■ **Istruzione scritta A**: Raccogli tutte le righe dei record in cui compare la parola "pond" e riportale senza modifiche. Conta la distinzione tra maiuscole e minuscole.

#### Brano fornito ####

ITALO CALVINO: 100 ANNI TRA LIBERTA’ E CORAGGIO

ITALO CALVINO: 100 ANNI TRA LIBERTA’ E CORAGGIO

Autore: Stefano Luigi Cantoni

Nel centenario della nascita di Italo Calvino in molti stanno giustamente rendendo omaggio a uno dei più grandi narratori ed intellettuali del nostro Novecento e, a parer mio (ma credo di essere in buona compagnia), dell’intera letteratura moderna europea.

Troppe le sue opere, e soprattutto troppo profonde e vaste, per essere analizzate e sviscerate in questa sede: mi limiterò a un omaggio nei confronti di un uomo che, oltre che come scrittore, mi ha formato e toccato nel profondo innanzitutto come individuo.

In tanti, dagli studiosi ai critici passando per letterati e scrittori, ritengono Calvino l’equivalente in letteratura del concetto stesso di libertà. Vera e sacrosanta interpretazione, non v’è dubbio, soprattutto anche alla luce di plurime (e approfondite) letture e riletture dei suoi scritti, specie con occhi moderni.

Che si tratti del “famoso” barone arrampicato sull’albero in un disperato (e drammaticamente goffo) grido di insofferenza o della libertà che Marco Polo rivela essere possibile dinanzi a uno stupefatto Kublai Kahn poco importa: per Calvino ogni sentimento, anche la libertà, ha un fondamento razionale, potremmo dire quasi geometrico.

Impossibile, per lui che fu figlio di un papà agronomo e di una mamma botanica, non subire le molteplici (e benevole) influenze delle leggi matematiche che regolamentano la natura e l’universo. Nelle sue opere, dai romanzi ai racconti passando per i saggi e le stesse critiche letterarie, non mancano mai riferimenti più o meno calcati a un ordine prestabilito, a una norma comune e a un evolversi del cosmo secondo precise dinamiche, tanto spaziali quanto temporali.

Ma ciò che ha reso Calvino uno dei più grandi ed istrionici narratori del nostro Novecento è la capacità di raccontare storie come se fossero tessere di un mosaico in trepidante attesa di essere composto, svelato e reso chiaro a chi avesse voluto scorgerne le sottili eppur definite linee.

Ora, in nome della mia irrinunciabile indole a non assecondare i più, ritengo che, oltre a una visione anticonformista e spiazzante della libertà, Calvino vada ricordato per un ulteriore e ben preciso valore: il coraggio.

#### Voci mostrate ####

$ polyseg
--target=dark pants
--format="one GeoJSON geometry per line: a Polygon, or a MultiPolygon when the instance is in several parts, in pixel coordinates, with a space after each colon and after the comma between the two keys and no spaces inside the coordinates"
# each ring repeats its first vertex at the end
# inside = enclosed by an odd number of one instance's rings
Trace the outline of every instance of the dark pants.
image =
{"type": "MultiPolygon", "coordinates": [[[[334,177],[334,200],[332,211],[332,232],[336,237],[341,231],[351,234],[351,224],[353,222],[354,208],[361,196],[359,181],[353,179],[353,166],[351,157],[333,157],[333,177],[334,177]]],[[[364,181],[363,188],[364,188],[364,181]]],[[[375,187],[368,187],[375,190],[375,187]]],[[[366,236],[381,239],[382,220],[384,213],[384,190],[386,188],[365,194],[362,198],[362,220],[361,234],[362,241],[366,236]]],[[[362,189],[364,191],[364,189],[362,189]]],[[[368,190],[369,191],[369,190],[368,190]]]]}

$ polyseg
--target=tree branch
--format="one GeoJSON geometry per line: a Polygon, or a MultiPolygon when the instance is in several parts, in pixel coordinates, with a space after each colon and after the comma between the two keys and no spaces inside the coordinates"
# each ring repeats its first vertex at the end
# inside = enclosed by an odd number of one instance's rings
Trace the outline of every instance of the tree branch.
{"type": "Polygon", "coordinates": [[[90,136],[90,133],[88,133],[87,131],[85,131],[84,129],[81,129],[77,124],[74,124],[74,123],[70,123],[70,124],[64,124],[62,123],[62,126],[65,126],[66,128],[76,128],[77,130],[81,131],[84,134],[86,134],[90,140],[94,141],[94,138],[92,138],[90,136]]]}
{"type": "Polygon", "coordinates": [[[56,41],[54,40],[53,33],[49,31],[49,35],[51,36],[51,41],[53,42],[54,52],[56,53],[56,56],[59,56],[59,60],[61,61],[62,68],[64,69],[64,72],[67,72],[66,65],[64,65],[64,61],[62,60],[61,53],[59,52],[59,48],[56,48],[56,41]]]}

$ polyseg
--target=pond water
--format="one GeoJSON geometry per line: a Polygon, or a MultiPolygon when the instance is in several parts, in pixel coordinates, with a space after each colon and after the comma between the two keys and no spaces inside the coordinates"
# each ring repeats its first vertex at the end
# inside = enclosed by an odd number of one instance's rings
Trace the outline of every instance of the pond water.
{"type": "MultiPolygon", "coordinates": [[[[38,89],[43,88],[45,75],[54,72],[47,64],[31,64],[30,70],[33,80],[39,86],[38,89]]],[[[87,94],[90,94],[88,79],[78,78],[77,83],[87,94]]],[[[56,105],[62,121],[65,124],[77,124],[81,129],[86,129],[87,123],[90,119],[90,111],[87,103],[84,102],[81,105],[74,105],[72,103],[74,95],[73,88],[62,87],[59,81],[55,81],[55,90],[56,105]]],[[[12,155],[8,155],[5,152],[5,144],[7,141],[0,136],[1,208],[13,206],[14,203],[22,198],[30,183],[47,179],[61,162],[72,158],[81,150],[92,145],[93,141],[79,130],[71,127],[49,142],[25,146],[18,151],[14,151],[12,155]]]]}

####

■ **Istruzione scritta B**: Ricopia senza alcuna modifica il tratto dell'articolo su Italo Calvino che va da "In tanti, dagli" a "dire quasi geometrico.".

■ **Risultato completo A**:
--target=pond water
Trace the outline of every instance of the pond water.

■ **Risultato completo B**:
In tanti, dagli studiosi ai critici passando per letterati e scrittori, ritengono Calvino l’equivalente in letteratura del concetto stesso di libertà. Vera e sacrosanta interpretazione, non v’è dubbio, soprattutto anche alla luce di plurime (e approfondite) letture e riletture dei suoi scritti, specie con occhi moderni.

Che si tratti del “famoso” barone arrampicato sull’albero in un disperato (e drammaticamente goffo) grido di insofferenza o della libertà che Marco Polo rivela essere possibile dinanzi a uno stupefatto Kublai Kahn poco importa: per Calvino ogni sentimento, anche la libertà, ha un fondamento razionale, potremmo dire quasi geometrico.